§ TEXTO EXTRAÍDO:
----------
El intento de magnicidio contra el expresidente y candidato republicano a la presidencia Donald Trump refleja síntomas de descomposición social en la actual potencia más importante del mundo. Estos síntomas, por cierto, son compartidos por gran parte de Occidente: polarización extrema y violencia, a lo que debemos sumar la incompetencia.
Estados Unidos ha tenido dos preponderantes espectros políticos, los republicanos y los demócratas, que podríamos clasificar de alguna forma como conservadores y liberales, respectivamente. Estos dos partidos tienen agendas de política doméstica divergentes, principalmente en el viejo paradigma del grado de intervención del Estado en la economía, el bienestar social y otros temas similares. También difieren en asuntos como inmigración, armas y aborto.
Estos últimos temas son altamente polarizantes, especialmente ahora con las redes sociales, donde las opiniones más escandalosas son las que destacan entre la gran ola de comentarios. Además, los algoritmos, aunque nos ofrecen más información, nos encierran en un soliloquio de nuestras creencias y afinidades. A esto hay que sumarle políticos, como el propio Trump, que utilizan un discurso extremo dirigido a sus bases, lo que produce mayor división entre sus conciudadanos.
----------
Registros de origen:
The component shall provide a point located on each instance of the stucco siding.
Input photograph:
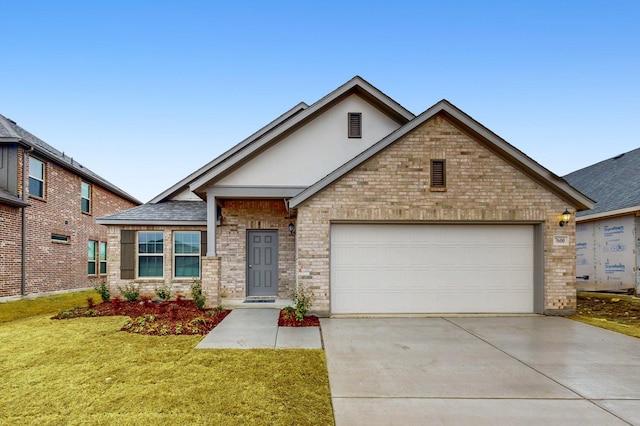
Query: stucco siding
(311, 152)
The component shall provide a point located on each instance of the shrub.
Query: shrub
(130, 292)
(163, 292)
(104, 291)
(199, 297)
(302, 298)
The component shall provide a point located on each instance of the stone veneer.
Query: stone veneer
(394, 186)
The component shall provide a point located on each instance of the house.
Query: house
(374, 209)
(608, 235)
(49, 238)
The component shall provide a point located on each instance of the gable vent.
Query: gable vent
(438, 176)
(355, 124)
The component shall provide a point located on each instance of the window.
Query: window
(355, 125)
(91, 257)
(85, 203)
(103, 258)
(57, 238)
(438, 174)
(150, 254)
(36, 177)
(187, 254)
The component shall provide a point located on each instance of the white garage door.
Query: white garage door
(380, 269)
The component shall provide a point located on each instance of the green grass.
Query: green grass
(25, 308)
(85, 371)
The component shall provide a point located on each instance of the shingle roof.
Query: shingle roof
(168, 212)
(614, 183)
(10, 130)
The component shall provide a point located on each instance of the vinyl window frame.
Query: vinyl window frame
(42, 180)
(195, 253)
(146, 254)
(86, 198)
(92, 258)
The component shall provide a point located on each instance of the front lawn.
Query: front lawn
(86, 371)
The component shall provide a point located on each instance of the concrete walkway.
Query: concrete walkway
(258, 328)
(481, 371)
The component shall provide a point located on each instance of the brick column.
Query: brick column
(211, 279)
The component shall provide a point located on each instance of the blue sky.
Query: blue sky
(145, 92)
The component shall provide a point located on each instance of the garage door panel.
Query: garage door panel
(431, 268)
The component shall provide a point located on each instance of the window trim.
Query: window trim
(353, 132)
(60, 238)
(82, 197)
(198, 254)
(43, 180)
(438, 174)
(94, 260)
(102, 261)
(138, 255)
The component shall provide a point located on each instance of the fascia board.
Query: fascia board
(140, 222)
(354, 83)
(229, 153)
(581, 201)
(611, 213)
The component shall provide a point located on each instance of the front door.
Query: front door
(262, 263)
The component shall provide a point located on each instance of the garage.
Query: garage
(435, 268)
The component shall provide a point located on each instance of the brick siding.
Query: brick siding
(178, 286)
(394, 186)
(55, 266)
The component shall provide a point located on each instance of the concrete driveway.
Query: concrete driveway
----------
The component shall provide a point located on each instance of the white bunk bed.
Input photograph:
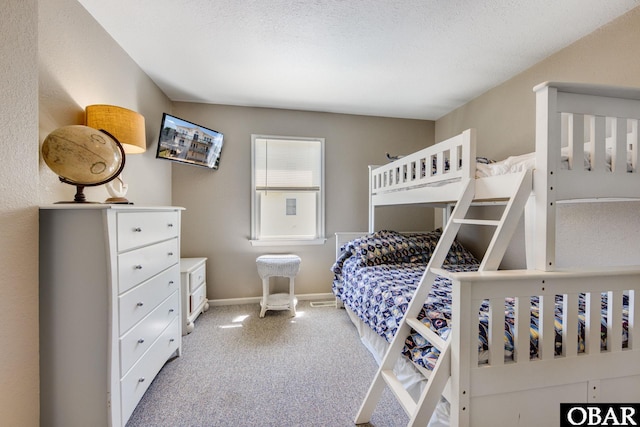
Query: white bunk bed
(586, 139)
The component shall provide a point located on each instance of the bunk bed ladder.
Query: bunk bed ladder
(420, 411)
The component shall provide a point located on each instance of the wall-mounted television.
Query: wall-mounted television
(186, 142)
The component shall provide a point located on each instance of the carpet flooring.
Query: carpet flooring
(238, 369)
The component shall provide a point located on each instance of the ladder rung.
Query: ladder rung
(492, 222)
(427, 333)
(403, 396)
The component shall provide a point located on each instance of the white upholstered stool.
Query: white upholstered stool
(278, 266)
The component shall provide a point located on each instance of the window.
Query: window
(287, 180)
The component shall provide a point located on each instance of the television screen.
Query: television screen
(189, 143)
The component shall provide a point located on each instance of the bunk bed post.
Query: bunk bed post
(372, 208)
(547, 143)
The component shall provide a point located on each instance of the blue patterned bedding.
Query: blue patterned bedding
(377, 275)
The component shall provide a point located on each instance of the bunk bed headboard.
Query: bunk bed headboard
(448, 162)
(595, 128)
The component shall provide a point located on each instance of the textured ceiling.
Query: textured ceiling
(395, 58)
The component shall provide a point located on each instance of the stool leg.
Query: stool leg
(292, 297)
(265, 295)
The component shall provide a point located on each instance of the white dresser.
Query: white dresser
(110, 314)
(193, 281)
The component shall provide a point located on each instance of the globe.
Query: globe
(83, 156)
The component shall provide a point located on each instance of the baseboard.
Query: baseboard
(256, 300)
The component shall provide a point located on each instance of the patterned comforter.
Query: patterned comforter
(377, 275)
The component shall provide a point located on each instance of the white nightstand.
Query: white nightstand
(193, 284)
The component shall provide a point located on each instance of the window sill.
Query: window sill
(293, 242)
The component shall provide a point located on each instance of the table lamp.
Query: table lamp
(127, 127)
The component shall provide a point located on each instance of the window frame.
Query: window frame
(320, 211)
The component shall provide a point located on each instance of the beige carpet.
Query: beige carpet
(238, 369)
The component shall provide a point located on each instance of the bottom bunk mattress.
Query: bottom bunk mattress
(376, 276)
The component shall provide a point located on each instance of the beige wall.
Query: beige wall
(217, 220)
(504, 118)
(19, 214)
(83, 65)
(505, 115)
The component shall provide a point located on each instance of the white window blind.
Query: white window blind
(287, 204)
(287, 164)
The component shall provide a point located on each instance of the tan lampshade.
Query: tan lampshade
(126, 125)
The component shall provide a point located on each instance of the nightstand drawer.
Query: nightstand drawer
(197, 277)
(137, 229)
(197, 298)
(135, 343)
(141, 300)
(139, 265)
----------
§ TAREAS A REALIZAR:
A) Según el texto sobre la polarización en Estados Unidos, ¿qué factores hacen que temas como la inmigración, las armas y el aborto resulten hoy altamente polarizantes? Responde en una a tres oraciones.
B) Reproduce del texto sobre la polarización en Estados Unidos el pasaje que se abre con las palabras que contienen "Estados Unidos ha" y se cierra con "armas y aborto.".
Las filas no guardan relación con el texto sobre la polarización en Estados Unidos.

§ RESPUESTAS DEL EJERCICIO:
A) En las redes sociales destacan las opiniones más escandalosas entre la gran ola de comentarios, y los algoritmos nos encierran en un soliloquio de nuestras creencias y afinidades. A esto se suman políticos, como el propio Trump, que utilizan un discurso extremo dirigido a sus bases, lo que produce mayor división entre sus conciudadanos.

B)
Estados Unidos ha tenido dos preponderantes espectros políticos, los republicanos y los demócratas, que podríamos clasificar de alguna forma como conservadores y liberales, respectivamente. Estos dos partidos tienen agendas de política doméstica divergentes, principalmente en el viejo paradigma del grado de intervención del Estado en la economía, el bienestar social y otros temas similares. También difieren en asuntos como inmigración, armas y aborto.